• [What is asked]:
- A) Reproduce everything in the OCR passage from "The other day" down to "(Optical Character Recognition).".
- B) Answer these questions using the OCR passage:
(i) By roughly what percentage did OCR reduce the workload of the typing job?
(ii) Which PDF viewer bundles OCR?
(iii) Which free OCR engine does the writer suppose the other options use?

• [Excerpted text]:
The other day I got some work from a high school teacher to type some past examinations that she was compiling into a book. The test papers were quite many, a file worth to be exact.
Knowing this would be a challenge in terms of the time and effort I’ll have to set aside, I decided to look for a much quicker solution. The first thing that came to my mind was OCR (Optical Character Recognition).
OCR is basically the identification of text from image files. In layman’s terms, think of it as converting images to text.
OCR can thus save you time and money that you’d otherwise spend typing or outsourcing to professionals. In my case, I was able to reduce the workload of this particular job by about 70-80% and it would be higher were it not for the few wrongly identified characters and the touching up of some diagrams.
For my OCR needs I went with MS Office. I had considered other options before settling for it, such as the feature rich PDF-Xchange Editor that bundles OCR with its PDF viewer. Ultimately however, they all proved to be less capable compared to the OCR engine in MS Office which was more accurate and quick.
I suppose that could be attributed to them using the free Tesseract OCR engine which while powerful in its own right, tends to be outperformed by commercial alternatives.

• [Provided data]:
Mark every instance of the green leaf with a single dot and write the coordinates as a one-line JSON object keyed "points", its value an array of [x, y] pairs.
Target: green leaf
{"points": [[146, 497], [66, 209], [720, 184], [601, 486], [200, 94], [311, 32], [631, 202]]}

• [Answers to the tasks]:
- A)
The other day I got some work from a high school teacher to type some past examinations that she was compiling into a book. The test papers were quite many, a file worth to be exact.
Knowing this would be a challenge in terms of the time and effort I’ll have to set aside, I decided to look for a much quicker solution. The first thing that came to my mind was OCR (Optical Character Recognition).

- B)
(i) About 70-80%.
(ii) PDF-Xchange Editor.
(iii) Tesseract.